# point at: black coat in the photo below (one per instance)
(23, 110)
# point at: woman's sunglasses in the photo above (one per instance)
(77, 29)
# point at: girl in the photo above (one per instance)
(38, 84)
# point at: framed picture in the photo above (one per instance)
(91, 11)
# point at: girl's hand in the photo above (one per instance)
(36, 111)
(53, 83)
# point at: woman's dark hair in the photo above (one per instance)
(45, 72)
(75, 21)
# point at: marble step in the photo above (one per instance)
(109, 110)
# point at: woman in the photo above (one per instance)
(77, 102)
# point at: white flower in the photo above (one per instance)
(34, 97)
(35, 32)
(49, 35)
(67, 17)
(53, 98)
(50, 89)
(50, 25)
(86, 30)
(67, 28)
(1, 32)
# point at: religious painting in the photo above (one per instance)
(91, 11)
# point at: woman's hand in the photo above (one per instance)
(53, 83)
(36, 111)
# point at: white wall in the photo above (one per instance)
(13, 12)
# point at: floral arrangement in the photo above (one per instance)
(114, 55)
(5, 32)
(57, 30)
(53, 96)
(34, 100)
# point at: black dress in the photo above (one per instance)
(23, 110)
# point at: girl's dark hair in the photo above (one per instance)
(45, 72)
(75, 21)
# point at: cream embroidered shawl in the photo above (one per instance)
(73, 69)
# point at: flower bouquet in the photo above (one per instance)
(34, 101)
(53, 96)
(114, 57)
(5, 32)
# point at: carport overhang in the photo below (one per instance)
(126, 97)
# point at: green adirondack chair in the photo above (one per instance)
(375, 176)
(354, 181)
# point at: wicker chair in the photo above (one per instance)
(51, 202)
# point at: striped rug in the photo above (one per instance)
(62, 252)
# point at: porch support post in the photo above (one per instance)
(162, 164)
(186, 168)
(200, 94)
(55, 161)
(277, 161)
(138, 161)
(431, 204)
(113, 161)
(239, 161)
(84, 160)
★ ★ ★ ★
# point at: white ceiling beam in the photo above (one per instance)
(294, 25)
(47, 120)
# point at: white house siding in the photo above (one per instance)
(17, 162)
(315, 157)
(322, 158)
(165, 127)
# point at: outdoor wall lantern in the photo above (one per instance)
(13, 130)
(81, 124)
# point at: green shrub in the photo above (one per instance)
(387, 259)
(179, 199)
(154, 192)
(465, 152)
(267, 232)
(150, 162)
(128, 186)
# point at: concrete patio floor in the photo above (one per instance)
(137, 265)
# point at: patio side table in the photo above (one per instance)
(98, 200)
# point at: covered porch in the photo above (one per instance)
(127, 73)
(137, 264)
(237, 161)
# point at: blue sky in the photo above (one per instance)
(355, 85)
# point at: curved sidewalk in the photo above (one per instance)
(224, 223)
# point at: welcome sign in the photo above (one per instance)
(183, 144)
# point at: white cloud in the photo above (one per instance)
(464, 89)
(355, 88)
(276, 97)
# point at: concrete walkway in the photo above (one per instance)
★ ★ ★ ★
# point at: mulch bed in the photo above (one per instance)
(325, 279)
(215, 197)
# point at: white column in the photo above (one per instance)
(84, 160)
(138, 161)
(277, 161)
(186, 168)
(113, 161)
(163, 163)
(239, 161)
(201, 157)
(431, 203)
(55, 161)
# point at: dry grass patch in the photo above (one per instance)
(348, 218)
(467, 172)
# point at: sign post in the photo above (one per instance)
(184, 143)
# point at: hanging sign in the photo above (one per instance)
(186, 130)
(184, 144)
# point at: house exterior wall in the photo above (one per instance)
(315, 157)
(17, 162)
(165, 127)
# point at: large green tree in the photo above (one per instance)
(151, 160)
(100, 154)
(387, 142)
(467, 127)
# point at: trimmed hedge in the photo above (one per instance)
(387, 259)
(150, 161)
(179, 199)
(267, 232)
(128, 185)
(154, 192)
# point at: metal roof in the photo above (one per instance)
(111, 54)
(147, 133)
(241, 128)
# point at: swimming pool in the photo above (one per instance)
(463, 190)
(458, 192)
★ ★ ★ ★
Problem to work on
Please copy, exactly as written, every line in the listing above from the line with "# point at: patio" up to and including the line with "# point at: concrete walkway".

Exercise answer
# point at: patio side table in the photo above (one per instance)
(98, 200)
# point at: covered porch in the photo above (one per instance)
(127, 73)
(137, 264)
(237, 161)
# point at: blue sky in the photo above (one per instance)
(355, 85)
# point at: curved sidewalk in the photo above (one per instance)
(224, 223)
# point at: welcome sign in the photo above (one per instance)
(183, 144)
# point at: white cloud in the photo above (one per instance)
(464, 89)
(355, 88)
(276, 97)
# point at: concrete walkway in the photo above (one per instance)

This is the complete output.